It’s nothing personal, strictly business. Signings of younger, cheaper talents this week by the Seattle Sounders make doubtful the return of veterans Andreas Ivanschitz and Nelson Valdez.
Suddenly, center back Roman Torres may be the only one from the Seattle Sounders’ slew of summer signings during the dark summer of 2015 (a 1-9 stretch that derailed a campaign to repeat as Supporters’ Shield champions) to survive Seattle’s first MLS Cup victory.
With the acquisition of midfielder Harry Shipp from Montreal Thursday and forward Will Bruin from Houston Friday, it appears the tenures of Andreas Ivanschitz and Nelson Valdez are drawing to a close in the Emerald City.
As is always the case with roster movement off championship teams, the issue is financial.
Ivanschitz and Valdez were brought in on free transfers (meaning no payment was made to their previous club, often allowing for more money to be given to a player for a new contract) from Levante and Frankfurt, respectively. They were part of a coordinated effort to right a 2015 season that suddenly was going very wrong.
The summer signings (and the return to health of Nigerian forward Obafemi Martins) did enough to push Seattle into the playoffs in 2015. But the exhausted club eventually succumbed to FC Dallas on penalty kicks.
Valdez scored crucial goals in the playoffs this year, but was likely cut for being too expensive.
Valdez is an understandable excision. Paid nearly $1.5 million a year, the Paraguayan forward scored one regular-season goal in 31 appearances. Two crucial playoff goals in an MLS Cup-winning season was not enough to indulge his occupation of the coveted designated player roster spot.
Sounders GM Garth Lagerwey spoke to media via conference call Friday, explaining that many of Seattle’s roster cuts, which took place one day after the club had claimed the league title, were necessary due to built-in contract bonuses for winning the MLS Cup.
“When you don’t pick up players’ options, particularly after you won a championship, there’s not always a warm and fuzzy on the other side, quite understandably so,” Lagerwey said. “Those guys will do what’s best for them, for their careers.
“We made Nelson an offer at a massive salary cut. It was something he wasn’t able to contemplate. I totally understand why Nelson was not enamored about our offer.”
At a little more than $300,000 per year, Bruin will be more affordable as the Sounders look to build a roster that can score, should Jordan Morris be out. Bruin is a proven entity, with 50 league goals in his six years for the Dynamo.
++++
**What to work on**
(a) From the Sounders roster article above, extract the passage from "At a little" up to and including "for the Dynamo.".
(b) Translate this sentence from the Sounders roster article into Spanish: "As is always the case with roster movement off championship teams, the issue is financial."
(c) Continue the article about the Seattle Sounders' roster changes from its last sentence.
++++
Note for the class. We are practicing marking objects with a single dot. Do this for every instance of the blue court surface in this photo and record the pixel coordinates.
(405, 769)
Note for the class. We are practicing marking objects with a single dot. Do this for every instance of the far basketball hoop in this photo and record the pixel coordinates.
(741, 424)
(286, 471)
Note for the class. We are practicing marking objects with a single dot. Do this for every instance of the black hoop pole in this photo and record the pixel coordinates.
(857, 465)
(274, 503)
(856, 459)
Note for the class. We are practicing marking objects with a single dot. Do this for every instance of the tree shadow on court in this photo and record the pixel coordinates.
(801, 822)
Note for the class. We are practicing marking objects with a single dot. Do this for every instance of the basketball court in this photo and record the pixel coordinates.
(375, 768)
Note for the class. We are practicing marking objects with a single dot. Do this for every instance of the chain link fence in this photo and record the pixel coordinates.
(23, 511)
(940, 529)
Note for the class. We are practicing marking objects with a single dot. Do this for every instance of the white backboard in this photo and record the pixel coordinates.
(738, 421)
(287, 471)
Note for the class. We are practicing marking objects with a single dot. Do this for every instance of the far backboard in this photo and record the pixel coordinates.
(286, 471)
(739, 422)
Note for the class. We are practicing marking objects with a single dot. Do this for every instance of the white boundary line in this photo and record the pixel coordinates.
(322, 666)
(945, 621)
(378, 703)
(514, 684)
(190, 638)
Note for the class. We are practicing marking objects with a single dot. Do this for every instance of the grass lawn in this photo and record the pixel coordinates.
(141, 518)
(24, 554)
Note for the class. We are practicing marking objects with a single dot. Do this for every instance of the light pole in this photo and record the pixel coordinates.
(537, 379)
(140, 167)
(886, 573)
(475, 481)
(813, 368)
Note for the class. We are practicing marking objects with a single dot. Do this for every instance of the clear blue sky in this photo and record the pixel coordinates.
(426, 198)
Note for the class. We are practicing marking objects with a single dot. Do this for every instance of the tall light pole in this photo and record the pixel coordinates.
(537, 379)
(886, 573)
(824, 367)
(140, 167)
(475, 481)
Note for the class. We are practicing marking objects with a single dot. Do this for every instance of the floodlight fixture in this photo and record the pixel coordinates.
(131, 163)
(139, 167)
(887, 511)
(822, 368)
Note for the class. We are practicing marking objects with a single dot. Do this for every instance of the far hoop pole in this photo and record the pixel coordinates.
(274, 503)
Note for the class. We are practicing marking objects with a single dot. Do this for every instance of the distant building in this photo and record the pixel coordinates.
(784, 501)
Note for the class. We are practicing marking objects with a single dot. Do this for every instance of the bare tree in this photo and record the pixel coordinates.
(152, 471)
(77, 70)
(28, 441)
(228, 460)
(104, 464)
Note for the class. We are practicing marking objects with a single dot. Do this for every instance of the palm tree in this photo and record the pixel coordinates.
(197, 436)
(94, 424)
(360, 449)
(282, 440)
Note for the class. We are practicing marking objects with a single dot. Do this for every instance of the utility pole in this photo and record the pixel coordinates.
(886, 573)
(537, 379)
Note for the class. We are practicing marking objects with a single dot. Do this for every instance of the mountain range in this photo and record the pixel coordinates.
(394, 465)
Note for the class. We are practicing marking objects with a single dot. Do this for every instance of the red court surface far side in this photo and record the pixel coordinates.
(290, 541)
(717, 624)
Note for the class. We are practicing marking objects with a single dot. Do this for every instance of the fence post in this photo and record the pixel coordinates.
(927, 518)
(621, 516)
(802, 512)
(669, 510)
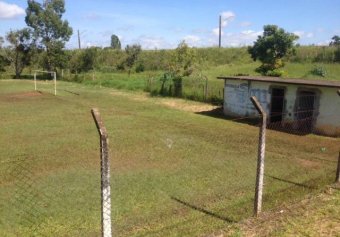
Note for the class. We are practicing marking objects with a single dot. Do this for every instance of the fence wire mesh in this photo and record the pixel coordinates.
(172, 172)
(50, 181)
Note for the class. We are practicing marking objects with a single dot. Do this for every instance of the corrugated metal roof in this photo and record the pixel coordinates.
(324, 83)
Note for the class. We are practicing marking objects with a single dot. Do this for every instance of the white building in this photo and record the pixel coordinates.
(308, 105)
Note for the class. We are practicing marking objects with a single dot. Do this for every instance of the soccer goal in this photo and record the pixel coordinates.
(45, 81)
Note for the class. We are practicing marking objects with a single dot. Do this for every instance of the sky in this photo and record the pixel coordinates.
(162, 24)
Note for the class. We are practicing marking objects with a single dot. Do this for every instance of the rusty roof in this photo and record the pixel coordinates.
(322, 83)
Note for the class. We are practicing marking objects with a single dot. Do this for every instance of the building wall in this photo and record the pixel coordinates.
(237, 102)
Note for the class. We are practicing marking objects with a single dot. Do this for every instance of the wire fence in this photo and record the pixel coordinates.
(172, 173)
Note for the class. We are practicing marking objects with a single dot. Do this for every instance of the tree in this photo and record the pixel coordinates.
(20, 49)
(132, 53)
(3, 60)
(271, 48)
(49, 30)
(335, 41)
(182, 62)
(115, 42)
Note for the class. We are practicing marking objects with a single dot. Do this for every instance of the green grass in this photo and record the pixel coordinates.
(173, 173)
(194, 90)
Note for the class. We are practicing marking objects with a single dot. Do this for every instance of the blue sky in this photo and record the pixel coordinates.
(164, 23)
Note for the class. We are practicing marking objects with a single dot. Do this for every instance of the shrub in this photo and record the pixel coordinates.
(318, 71)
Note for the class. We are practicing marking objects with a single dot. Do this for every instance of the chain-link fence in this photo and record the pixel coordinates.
(172, 172)
(197, 88)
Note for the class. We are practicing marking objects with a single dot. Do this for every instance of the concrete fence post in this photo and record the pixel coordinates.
(337, 179)
(261, 156)
(105, 175)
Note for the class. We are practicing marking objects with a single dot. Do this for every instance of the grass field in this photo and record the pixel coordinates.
(175, 169)
(193, 86)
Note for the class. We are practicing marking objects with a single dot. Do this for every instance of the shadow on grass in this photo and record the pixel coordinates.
(298, 128)
(294, 183)
(207, 212)
(218, 113)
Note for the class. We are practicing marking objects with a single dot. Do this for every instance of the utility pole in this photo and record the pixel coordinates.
(79, 40)
(220, 33)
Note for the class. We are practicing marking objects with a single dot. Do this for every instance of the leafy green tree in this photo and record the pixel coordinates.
(4, 61)
(49, 29)
(83, 60)
(132, 53)
(271, 48)
(115, 42)
(182, 64)
(183, 60)
(20, 50)
(335, 41)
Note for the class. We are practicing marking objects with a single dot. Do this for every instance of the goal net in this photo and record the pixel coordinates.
(45, 81)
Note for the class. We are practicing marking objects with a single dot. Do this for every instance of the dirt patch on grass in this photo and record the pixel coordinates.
(175, 103)
(25, 95)
(314, 216)
(19, 96)
(308, 164)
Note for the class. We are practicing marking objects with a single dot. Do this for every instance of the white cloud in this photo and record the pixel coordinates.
(150, 42)
(242, 38)
(303, 34)
(309, 35)
(216, 32)
(299, 33)
(227, 17)
(245, 24)
(192, 40)
(10, 11)
(323, 43)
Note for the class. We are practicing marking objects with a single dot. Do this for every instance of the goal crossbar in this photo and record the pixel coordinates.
(49, 72)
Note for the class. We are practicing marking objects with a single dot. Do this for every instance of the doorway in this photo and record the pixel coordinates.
(277, 105)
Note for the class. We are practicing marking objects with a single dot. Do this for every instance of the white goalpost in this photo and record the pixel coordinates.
(52, 73)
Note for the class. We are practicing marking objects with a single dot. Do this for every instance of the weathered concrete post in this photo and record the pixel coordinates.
(105, 175)
(337, 179)
(261, 156)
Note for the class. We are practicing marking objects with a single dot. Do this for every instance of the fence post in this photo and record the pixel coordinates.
(337, 179)
(261, 156)
(55, 82)
(105, 175)
(35, 81)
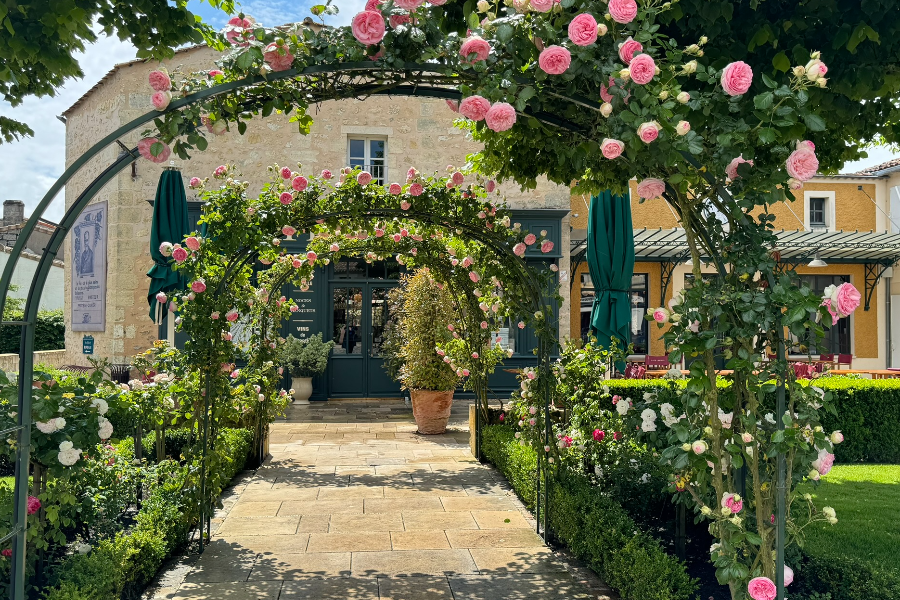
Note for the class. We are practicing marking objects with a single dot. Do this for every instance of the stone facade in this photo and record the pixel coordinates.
(419, 132)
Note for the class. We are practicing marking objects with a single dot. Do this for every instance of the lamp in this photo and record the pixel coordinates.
(817, 262)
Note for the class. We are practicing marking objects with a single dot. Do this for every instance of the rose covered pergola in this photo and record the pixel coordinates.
(586, 92)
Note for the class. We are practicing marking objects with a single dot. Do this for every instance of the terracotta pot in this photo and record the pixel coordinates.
(431, 410)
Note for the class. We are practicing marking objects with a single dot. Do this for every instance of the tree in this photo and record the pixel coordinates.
(40, 41)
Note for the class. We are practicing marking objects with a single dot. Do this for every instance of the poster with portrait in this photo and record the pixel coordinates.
(89, 269)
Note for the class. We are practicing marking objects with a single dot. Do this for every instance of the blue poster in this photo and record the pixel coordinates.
(89, 269)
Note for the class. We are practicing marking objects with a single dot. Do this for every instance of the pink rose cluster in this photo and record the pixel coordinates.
(500, 116)
(802, 164)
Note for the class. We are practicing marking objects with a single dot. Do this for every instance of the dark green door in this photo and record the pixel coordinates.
(359, 315)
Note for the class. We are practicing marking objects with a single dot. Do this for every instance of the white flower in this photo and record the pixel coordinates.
(101, 405)
(47, 427)
(105, 430)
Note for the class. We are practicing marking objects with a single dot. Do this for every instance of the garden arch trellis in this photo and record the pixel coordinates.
(351, 82)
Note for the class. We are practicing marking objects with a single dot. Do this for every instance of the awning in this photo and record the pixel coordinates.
(878, 251)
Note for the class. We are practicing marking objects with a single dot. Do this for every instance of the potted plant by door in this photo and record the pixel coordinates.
(305, 359)
(426, 313)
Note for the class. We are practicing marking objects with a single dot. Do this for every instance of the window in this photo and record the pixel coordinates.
(638, 294)
(837, 338)
(370, 154)
(817, 212)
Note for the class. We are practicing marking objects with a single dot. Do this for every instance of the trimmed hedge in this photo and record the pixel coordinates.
(594, 527)
(868, 414)
(122, 567)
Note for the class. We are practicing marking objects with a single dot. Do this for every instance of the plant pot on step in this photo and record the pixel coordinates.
(431, 410)
(302, 387)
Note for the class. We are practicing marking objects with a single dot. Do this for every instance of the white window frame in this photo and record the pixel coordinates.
(367, 159)
(829, 209)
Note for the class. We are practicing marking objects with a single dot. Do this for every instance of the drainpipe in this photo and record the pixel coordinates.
(887, 321)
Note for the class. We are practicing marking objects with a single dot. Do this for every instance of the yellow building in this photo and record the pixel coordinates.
(844, 221)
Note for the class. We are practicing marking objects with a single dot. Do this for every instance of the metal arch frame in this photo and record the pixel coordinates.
(27, 324)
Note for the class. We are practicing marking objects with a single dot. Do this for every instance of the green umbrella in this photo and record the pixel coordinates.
(170, 224)
(610, 256)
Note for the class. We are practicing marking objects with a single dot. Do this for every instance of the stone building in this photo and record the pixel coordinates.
(387, 134)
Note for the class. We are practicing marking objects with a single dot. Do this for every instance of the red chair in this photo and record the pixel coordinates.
(658, 362)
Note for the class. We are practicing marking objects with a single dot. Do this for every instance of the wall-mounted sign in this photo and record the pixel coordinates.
(89, 269)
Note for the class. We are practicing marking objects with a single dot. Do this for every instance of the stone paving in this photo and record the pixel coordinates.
(354, 504)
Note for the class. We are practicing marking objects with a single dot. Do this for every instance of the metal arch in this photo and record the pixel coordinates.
(26, 348)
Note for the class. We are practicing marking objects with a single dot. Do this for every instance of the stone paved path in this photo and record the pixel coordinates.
(355, 505)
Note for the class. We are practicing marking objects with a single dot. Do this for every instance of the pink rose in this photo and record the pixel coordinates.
(583, 30)
(824, 462)
(474, 45)
(762, 588)
(144, 149)
(161, 100)
(500, 117)
(160, 81)
(554, 60)
(368, 27)
(33, 505)
(623, 11)
(628, 49)
(731, 169)
(802, 164)
(474, 107)
(648, 131)
(737, 78)
(611, 148)
(642, 69)
(278, 57)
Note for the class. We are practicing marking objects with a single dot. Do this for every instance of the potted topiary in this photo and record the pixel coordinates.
(425, 320)
(305, 359)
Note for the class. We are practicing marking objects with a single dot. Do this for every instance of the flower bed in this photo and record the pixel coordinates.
(867, 413)
(594, 527)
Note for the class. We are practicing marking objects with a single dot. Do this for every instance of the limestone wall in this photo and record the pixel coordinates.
(419, 132)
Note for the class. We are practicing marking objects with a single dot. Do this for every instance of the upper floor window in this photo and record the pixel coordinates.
(817, 212)
(369, 154)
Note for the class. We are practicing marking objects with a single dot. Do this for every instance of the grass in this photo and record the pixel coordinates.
(865, 498)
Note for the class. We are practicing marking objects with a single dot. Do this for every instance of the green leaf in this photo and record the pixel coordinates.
(814, 122)
(781, 63)
(764, 101)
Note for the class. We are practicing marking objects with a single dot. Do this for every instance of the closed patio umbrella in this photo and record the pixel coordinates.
(170, 224)
(610, 256)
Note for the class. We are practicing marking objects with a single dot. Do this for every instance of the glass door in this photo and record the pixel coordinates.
(347, 372)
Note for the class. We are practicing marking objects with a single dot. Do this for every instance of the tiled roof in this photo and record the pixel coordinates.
(891, 165)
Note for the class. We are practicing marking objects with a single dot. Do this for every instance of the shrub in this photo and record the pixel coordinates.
(594, 527)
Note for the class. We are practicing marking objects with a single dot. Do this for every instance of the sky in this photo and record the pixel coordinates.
(30, 166)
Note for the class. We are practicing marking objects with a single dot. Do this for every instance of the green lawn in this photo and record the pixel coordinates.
(865, 498)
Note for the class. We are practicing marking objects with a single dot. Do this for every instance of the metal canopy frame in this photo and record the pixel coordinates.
(355, 80)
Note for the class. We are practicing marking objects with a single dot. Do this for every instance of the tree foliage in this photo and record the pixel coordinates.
(40, 40)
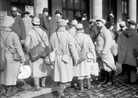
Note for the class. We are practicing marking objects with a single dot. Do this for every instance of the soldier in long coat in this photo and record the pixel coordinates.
(32, 40)
(103, 48)
(85, 45)
(12, 44)
(63, 69)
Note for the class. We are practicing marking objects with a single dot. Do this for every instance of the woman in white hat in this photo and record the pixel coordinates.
(12, 45)
(86, 51)
(65, 54)
(33, 38)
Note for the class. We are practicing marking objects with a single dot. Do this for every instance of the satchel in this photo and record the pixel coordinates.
(38, 51)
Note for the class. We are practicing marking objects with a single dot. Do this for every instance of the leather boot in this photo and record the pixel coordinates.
(37, 84)
(81, 85)
(61, 90)
(43, 82)
(88, 83)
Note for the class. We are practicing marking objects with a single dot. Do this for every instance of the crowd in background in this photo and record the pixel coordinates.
(80, 44)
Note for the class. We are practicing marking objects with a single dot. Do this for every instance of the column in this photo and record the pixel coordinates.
(39, 5)
(119, 13)
(97, 9)
(132, 9)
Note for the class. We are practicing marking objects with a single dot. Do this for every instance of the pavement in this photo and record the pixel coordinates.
(120, 90)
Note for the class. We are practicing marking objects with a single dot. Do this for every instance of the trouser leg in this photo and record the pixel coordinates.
(133, 74)
(43, 81)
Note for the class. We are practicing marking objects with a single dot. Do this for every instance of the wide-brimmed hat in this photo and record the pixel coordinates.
(45, 10)
(101, 20)
(26, 12)
(25, 72)
(132, 22)
(122, 23)
(74, 22)
(79, 26)
(62, 22)
(36, 21)
(58, 12)
(7, 21)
++++
**Expected outputs**
(a)
At a little more than $300,000 per year, Bruin will be more affordable as the Sounders look to build a roster that can score, should Jordan Morris be out. Bruin is a proven entity, with 50 league goals in his six years for the Dynamo.

(b) Como ocurre siempre con los movimientos de plantilla de los equipos campeones, la cuestión es económica.

(c)
Paid $270,000 a year, Ivanschitz likely became redundant. The technical midfielder was not known for his defensive skill, mostly brought in as a set-piece specialist noted for his left foot. The arrival of Nicolas Lodeiro made Ivanschitz’s three goals and eight assists in 2016 look less valuable.
Shipp, at $129,500 per year, can easily earn his keep if he can fill most of Ivanschitz’s duties.
The fate of Erik Friberg, the last international acquired during Seattle’s summer of woe, is uncertain. Friberg was something of a workhorse for the club, but injuries often hampered the 30-year-old Swede, limiting him to 25 regular-season appearances. At $262,000 a year, the club might keep him if he were willing to accept a pay cut. Given that the midfielder has stated he would like to retire in Seattle, it seems likely that he would be amenable.
Torres was the only player who didn’t have to worry about justifying his price tag. Absent most of the season after surgery to fix an ACL tear, he returned triumphantly, shutting down Toronto FC muscle-man Jozy Altidore, and scoring the final penalty kick to earn his team’s first league title.
The other three perhaps were victims of panic spending in 2015. With expectations and promises too large to fulfill, it seemed doubtful at the time of their signings that any would become long-lasting contributors.
The likely departures of Valdez and Ivanschitz (and less likely departure of Friberg) are just another part of the hard business of pro sports. In a contest between production and loyalty, production wins every time.